* _What is needed_
Render every line of the listing below as a numbered list, omitting any blank lines.

----

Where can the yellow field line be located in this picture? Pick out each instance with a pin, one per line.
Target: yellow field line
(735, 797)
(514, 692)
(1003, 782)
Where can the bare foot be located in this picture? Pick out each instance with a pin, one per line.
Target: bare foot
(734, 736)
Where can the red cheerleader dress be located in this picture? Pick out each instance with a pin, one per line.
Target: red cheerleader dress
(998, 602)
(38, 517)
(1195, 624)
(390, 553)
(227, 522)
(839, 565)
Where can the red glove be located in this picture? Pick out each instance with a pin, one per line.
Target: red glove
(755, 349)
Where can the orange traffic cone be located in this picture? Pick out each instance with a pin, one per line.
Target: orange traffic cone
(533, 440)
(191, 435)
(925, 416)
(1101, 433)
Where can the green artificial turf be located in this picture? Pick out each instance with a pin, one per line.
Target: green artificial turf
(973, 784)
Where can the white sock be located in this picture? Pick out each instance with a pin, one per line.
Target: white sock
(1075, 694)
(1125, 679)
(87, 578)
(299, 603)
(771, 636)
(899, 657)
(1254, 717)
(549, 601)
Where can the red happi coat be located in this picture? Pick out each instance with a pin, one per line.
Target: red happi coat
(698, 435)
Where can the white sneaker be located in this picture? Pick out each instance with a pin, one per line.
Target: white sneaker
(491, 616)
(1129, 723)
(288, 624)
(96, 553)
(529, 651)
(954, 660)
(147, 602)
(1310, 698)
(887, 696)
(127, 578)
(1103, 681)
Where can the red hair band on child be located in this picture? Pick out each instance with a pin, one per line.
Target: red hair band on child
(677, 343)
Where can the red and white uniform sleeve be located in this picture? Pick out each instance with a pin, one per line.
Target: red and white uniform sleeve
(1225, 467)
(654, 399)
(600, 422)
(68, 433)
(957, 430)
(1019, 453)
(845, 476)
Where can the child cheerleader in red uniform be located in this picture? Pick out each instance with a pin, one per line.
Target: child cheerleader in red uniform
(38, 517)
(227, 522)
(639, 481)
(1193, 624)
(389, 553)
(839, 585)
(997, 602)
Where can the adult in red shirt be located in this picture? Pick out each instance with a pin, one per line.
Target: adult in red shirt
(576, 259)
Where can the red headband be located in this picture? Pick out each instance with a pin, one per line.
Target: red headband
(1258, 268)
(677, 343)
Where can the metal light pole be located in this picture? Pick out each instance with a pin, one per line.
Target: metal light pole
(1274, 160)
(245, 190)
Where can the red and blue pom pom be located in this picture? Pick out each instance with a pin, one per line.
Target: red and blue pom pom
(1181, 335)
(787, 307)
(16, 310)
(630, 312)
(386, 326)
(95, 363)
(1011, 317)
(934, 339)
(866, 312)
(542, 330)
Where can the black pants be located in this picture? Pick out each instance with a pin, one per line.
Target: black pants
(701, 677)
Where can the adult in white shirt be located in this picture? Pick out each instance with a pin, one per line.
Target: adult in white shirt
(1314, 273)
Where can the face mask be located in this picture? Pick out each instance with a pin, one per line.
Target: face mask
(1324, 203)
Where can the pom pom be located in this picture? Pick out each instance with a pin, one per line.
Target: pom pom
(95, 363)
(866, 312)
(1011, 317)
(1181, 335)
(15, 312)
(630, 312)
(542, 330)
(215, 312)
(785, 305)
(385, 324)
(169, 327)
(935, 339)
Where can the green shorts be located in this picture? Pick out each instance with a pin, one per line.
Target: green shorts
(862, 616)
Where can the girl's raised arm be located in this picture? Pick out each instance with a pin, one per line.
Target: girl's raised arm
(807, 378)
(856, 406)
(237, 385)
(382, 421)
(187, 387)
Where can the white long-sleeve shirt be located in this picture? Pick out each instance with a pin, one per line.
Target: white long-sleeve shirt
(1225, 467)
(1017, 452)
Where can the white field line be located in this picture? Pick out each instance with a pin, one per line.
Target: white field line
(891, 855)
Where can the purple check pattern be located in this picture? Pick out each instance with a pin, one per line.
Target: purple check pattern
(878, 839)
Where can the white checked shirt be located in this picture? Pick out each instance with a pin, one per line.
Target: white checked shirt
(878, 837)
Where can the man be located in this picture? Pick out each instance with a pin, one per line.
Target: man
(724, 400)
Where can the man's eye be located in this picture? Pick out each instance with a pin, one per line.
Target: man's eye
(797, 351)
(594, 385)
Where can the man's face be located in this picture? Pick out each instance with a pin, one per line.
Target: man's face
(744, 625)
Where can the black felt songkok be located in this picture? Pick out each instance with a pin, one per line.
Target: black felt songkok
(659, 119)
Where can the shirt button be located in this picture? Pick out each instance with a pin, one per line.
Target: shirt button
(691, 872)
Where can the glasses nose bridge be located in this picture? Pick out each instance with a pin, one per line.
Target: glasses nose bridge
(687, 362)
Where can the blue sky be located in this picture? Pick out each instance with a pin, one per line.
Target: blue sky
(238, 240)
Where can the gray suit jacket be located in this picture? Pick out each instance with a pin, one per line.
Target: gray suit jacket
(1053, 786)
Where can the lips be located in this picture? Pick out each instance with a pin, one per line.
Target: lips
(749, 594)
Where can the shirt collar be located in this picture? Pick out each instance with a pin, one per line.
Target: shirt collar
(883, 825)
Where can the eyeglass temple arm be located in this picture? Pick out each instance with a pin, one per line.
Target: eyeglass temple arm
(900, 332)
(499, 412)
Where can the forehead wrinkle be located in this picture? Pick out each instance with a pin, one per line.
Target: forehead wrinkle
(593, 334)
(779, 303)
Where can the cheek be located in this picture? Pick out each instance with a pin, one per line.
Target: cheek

----

* _Output below_
1. Where can the yellow field line be located in this picture? Pick out each instance with a pin, one per line.
2. Target: yellow field line
3. (735, 797)
4. (514, 692)
5. (1003, 782)
6. Where can the bare foot be located in this picture? Pick out each instance with a pin, one per line.
7. Target: bare foot
8. (734, 736)
9. Where can the red cheerleader dress be located in this picture? Pick out each instance with a pin, one per line.
10. Target: red cheerleader dress
11. (998, 602)
12. (38, 517)
13. (1195, 624)
14. (390, 553)
15. (227, 522)
16. (839, 565)
17. Where can the red glove be located in this picture? Pick out each instance with a pin, one per line.
18. Target: red glove
19. (755, 349)
20. Where can the orange traffic cone be located in this picture? Pick out each instance with a pin, one per line.
21. Target: orange traffic cone
22. (533, 440)
23. (191, 435)
24. (925, 416)
25. (1101, 433)
26. Where can the green artificial turf be located in this picture? Pick out each instance with a pin, one per line.
27. Target: green artificial turf
28. (973, 784)
29. Where can the white sock be located in this picture? Pick out each instance with a pin, one per line.
30. Target: white sock
31. (1075, 694)
32. (1125, 679)
33. (87, 578)
34. (299, 603)
35. (771, 636)
36. (899, 657)
37. (1254, 717)
38. (549, 601)
39. Where can the red happi coat be located in this picture? Pick out each instance with a pin, one per line.
40. Target: red happi coat
41. (698, 435)
42. Where can the white sneaker be located in this picture? Pick out each instance with a pin, one per line.
43. Target: white sneaker
44. (491, 616)
45. (1129, 723)
46. (288, 624)
47. (96, 553)
48. (529, 651)
49. (954, 660)
50. (147, 602)
51. (1310, 698)
52. (887, 696)
53. (127, 578)
54. (1103, 681)
55. Where can the red hair band on child be located in this picture? Pick out each instance with a pin, one per line.
56. Target: red hair band on child
57. (677, 343)
58. Where can the red and white uniform sleeve be located in this picture? Pick out each instance with a pin, one per line.
59. Target: red and white uniform sleeve
60. (1225, 467)
61. (654, 399)
62. (600, 422)
63. (68, 433)
64. (957, 430)
65. (1019, 453)
66. (845, 476)
67. Where can the child cheerleader in red uniform be located in this picture? Pick out each instance with a pin, one per line.
68. Target: child cheerleader in red uniform
69. (38, 517)
70. (227, 522)
71. (639, 481)
72. (1193, 624)
73. (389, 553)
74. (839, 585)
75. (997, 602)
76. Where can the adult in red shirt be located in this picture? Pick out each instance with a pin, one per line.
77. Target: adult in red shirt
78. (576, 259)
79. Where can the red headband be located in this picture? Pick out each instance with a pin, one per line.
80. Target: red headband
81. (1258, 268)
82. (677, 343)
83. Where can the metal light pole be located in this picture? Pick out each instance with a pin, one per line.
84. Target: metal light pole
85. (1274, 160)
86. (245, 190)
87. Where can the red and blue pom pom be located in this picture? Pick out each instance with a pin, one per line.
88. Target: red and blue pom pom
89. (1181, 335)
90. (787, 307)
91. (16, 310)
92. (630, 312)
93. (386, 326)
94. (95, 363)
95. (1011, 317)
96. (934, 339)
97. (866, 312)
98. (542, 330)
99. Where can the black pants be located in this picture? Pick out each instance with a pin, one per line.
100. Target: black pants
101. (701, 677)
102. Where can the adult in white shirt be located in this picture? Pick out each instance with a pin, one per line.
103. Target: adult in white shirt
104. (1314, 273)
105. Where can the face mask be located in this picture? Pick out each instance with a pin, one per line.
106. Target: face mask
107. (1324, 203)
108. Where can the pom pom be located in this picture? Pick out each instance with a pin, one per line.
109. Target: pom pom
110. (95, 363)
111. (866, 312)
112. (1011, 317)
113. (1181, 335)
114. (15, 312)
115. (630, 312)
116. (542, 330)
117. (215, 312)
118. (785, 305)
119. (385, 324)
120. (169, 327)
121. (935, 339)
122. Where can the green shorts be located in this picture? Pick out each instance with a pin, one per line.
123. Target: green shorts
124. (862, 616)
125. Where can the girl's raised arm be located in this picture? Pick out each instance with a pin, one per line.
126. Target: girl's raised arm
127. (807, 378)
128. (856, 406)
129. (237, 385)
130. (382, 421)
131. (187, 387)
132. Where can the white long-sleeve shirt be located in this picture? Pick out each instance with a pin, one per line.
133. Target: white long-sleeve shirt
134. (1225, 467)
135. (1017, 452)
136. Where can the white field line be located in this picture? Pick out each instance with a pin, one per line.
137. Target: white field line
138. (891, 855)
139. Where can the purple check pattern be located in this picture? Pick out each instance with a pin, one per line.
140. Target: purple check pattern
141. (878, 839)
142. Where can the white checked shirt be located in this picture? Pick out each instance with a pin, one per line.
143. Target: white checked shirt
144. (878, 837)
145. Where can the man be located in this picture? Pick out each instance with a pin, one per line.
146. Target: man
147. (724, 400)
148. Where can the man's eye be located in this picture? Pick out each instance with a pin, one per line.
149. Target: man's eye
150. (797, 351)
151. (594, 385)
152. Where can the man's face be located in this picture? Pick out each instance with a pin, one per line.
153. Target: man's face
154. (744, 625)
155. Where can the black felt songkok be located in this picture? Pick out each instance with a pin, one per line.
156. Target: black felt songkok
157. (659, 119)
158. Where can the shirt button be located in this picture? Pick out each instance with a pin, one per line.
159. Target: shirt button
160. (691, 872)
161. Where can the glasses nose bridge be located in this picture? Pick out each instance with a pin, one per line.
162. Target: glasses nose bridge
163. (687, 362)
164. Where can the blue sky be located in this picture? Pick out each instance with a pin, one per line.
165. Target: blue sky
166. (238, 240)
167. Where can the gray suit jacket be located in this picture? Pick out each instance with a pin, one per line.
168. Target: gray suit jacket
169. (1053, 786)
170. Where can the lips be located in this picture? Pick out each instance with a pin, one per line.
171. Target: lips
172. (749, 594)
173. Where can the shirt collar be located in this picture? Pick out each instance with a pin, one per line.
174. Target: shirt collar
175. (883, 825)
176. Where can the eyeglass temple arm be located in this picture? Pick out each instance with a pin, one per line.
177. Target: eyeglass temple arm
178. (900, 332)
179. (499, 412)
180. Where can the forehead wrinkle be located in this picture? Pick out each instance with a pin, one per line.
181. Target: forehead wrinkle
182. (593, 334)
183. (779, 303)
184. Where can the cheek be located in this picture? Pick out each instance with a pin, one per line.
185. Target: cheek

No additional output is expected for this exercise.